§ **Excerpted passage**
....................

This question has never been formally answered below one million parameters. We're starting with just ten thousand. That's not a typo. And it's deliberate - it puts us in completely uncharted territory where every experiment runs in minutes on a laptop.

The Two Questions We're Asking

Question A - Forward

"I have this much data. How small can my AI be?"

You want an AI that knows everything about tax law. How many parameters does it actually need to genuinely understand that domain?

Question B - Inverse

"My AI has only 10K params. How much can it learn?"

You're building an AI for a tiny edge device. What's the maximum knowledge you can squeeze in, and how should you write that knowledge?

Target: Why this matters in the real world

If we can answer these questions, we can build dramatically smaller, cheaper, faster AIs for specific tasks. A tax assistant AI doesn't need to know how to write poetry. If we know the exact minimum size it needs to understand the law, that changes how we build and deploy AI everywhere.

What "Understanding" Means in This Experiment

"Understanding" is a fuzzy word, so we pin it down with four concrete, measurable tests. A model only counts as having truly understood its training data if it passes all four:

It answers questions it has never seen

Not regurgitating memorised answers - genuinely applying what it learned to new combinations and situations.

It reasons across multiple steps

Chaining facts together: 'A is bigger than B, B is bigger than C, therefore A is bigger than C.'

It knows what it doesn't know

Confident on things it learned, appropriately uncertain on things outside its training. This is called calibration.

Its knowledge transfers to adjacent tasks

Its internal representations are good enough that a tiny 500-parameter add-on can learn a related task very fast.

....................

§ **Written problem A**
Reproduce the records below, from their first line through the line containing "point(207, 129)", inclusive, with every request kept as written and every point coordinate in the answers multiplied by 2 and rounded to a whole number, halves rounded up. Omit the pictures from your response.

....................

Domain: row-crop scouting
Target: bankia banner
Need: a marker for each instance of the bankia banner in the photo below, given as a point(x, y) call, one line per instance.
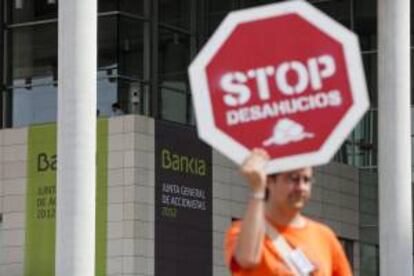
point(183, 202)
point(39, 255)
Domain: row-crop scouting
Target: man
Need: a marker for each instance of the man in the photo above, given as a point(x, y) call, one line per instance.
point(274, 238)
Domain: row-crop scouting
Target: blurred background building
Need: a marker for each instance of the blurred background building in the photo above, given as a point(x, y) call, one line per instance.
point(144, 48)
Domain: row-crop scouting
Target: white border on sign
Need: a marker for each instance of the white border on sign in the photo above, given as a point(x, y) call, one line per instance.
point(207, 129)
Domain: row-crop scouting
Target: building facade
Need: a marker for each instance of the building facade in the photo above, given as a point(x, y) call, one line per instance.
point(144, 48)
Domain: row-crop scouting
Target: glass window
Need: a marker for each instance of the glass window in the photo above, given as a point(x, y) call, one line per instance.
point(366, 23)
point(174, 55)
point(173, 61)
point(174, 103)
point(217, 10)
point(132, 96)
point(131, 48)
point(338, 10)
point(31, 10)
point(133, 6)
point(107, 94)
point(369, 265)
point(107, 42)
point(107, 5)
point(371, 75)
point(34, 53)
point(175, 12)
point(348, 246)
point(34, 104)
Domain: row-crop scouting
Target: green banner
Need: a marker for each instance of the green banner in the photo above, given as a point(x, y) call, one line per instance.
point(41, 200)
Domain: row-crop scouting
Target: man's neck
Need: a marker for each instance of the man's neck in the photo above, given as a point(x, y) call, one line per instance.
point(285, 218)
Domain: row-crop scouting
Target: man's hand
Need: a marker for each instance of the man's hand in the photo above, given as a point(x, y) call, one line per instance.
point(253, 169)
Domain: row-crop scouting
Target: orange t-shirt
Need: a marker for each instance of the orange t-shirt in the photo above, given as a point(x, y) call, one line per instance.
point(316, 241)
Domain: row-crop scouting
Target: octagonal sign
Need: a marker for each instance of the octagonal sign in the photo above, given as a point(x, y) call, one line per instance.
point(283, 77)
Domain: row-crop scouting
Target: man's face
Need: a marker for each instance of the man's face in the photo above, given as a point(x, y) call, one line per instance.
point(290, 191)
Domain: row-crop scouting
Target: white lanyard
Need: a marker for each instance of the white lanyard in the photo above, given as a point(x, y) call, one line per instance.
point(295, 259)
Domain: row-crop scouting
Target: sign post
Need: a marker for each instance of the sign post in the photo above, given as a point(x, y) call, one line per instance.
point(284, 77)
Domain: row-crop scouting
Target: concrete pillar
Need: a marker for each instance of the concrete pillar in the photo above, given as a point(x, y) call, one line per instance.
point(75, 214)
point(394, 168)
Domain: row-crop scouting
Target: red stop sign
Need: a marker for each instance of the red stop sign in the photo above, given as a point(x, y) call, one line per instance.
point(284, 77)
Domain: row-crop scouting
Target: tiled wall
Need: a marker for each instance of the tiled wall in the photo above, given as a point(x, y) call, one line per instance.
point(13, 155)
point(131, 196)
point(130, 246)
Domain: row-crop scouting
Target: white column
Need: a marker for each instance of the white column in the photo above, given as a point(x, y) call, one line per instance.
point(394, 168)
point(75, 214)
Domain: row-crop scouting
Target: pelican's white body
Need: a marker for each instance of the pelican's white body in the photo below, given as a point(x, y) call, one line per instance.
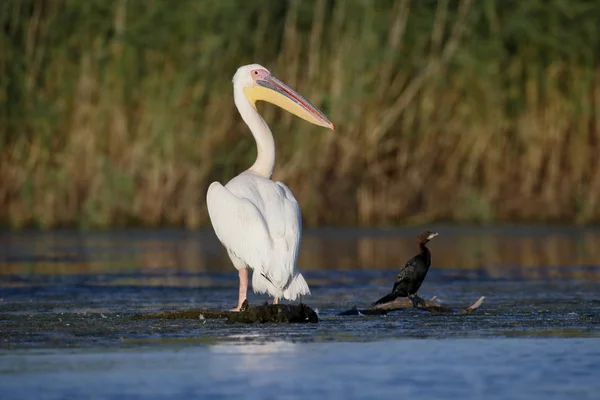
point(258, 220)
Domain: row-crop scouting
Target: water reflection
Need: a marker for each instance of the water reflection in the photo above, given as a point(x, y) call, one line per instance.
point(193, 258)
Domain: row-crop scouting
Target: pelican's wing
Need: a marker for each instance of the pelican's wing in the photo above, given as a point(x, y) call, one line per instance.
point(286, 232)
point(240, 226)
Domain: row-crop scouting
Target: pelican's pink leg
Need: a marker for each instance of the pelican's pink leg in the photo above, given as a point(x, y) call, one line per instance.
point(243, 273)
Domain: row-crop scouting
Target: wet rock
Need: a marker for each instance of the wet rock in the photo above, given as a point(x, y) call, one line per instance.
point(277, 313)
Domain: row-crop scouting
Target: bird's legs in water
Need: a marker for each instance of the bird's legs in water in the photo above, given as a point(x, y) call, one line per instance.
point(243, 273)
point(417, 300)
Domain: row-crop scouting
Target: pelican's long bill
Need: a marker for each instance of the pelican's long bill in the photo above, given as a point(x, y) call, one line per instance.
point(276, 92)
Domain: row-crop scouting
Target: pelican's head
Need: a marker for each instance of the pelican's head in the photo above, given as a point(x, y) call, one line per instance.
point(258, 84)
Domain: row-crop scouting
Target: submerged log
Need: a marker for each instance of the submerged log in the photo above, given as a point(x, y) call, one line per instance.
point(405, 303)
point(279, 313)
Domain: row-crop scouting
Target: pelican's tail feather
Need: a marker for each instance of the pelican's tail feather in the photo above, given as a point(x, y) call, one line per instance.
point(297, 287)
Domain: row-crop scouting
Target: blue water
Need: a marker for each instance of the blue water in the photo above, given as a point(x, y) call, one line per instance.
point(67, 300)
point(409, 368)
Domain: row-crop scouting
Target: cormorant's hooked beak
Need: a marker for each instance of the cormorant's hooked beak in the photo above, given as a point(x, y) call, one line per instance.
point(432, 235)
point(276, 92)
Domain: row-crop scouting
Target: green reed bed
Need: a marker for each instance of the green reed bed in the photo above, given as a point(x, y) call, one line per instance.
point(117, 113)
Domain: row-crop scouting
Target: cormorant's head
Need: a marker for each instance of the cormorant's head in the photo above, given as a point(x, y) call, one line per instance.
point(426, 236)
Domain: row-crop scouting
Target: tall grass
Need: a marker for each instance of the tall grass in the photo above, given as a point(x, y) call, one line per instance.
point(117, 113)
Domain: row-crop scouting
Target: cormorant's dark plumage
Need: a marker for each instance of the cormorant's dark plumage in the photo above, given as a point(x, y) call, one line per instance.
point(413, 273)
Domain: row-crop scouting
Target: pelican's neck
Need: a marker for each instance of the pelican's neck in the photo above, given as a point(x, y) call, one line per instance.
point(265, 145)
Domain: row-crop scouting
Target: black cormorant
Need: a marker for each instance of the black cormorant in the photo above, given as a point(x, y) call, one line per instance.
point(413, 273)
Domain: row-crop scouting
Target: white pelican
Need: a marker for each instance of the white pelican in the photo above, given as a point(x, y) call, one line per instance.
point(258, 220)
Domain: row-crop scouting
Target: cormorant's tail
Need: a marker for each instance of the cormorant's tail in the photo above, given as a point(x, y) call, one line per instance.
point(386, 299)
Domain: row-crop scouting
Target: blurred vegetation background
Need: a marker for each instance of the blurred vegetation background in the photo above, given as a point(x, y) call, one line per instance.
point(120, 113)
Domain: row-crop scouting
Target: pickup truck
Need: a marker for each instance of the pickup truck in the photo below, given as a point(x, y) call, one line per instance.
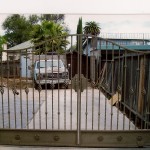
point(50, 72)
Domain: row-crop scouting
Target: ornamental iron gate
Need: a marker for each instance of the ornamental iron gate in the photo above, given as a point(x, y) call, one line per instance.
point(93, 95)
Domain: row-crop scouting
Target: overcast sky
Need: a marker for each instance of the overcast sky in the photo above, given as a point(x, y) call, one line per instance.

....................

§ **Written problem B**
From the excerpt on small AI models, translate the sentence "A tax assistant AI doesn't need to know how to write poetry." into Spanish.

§ **Response A**
Domain: row-crop scouting
Target: bankia banner
Need: a marker for each instance of the bankia banner in the photo below, given as a point(x, y) call, one line per instance.
point(366, 404)
point(78, 510)
Domain: row-crop scouting
Target: man
Need: a marker for each instance of the man in the photo above, given as a point(x, y) call, one line per instance.
point(548, 476)
Domain: row-crop scouting
Target: blurred background building
Need: a marker for each instance of the blurred background building in the photo above, given as a point(x, y) call, one line per instance.
point(288, 96)
Domain: row-crop scouting
Target: white border on sign
Need: a marker for each instance of the white border on sign in the photo above, given as a point(x, y) call, one line per instance.
point(414, 258)

§ **Response B**
Una IA asistente fiscal no necesita saber escribir poesía.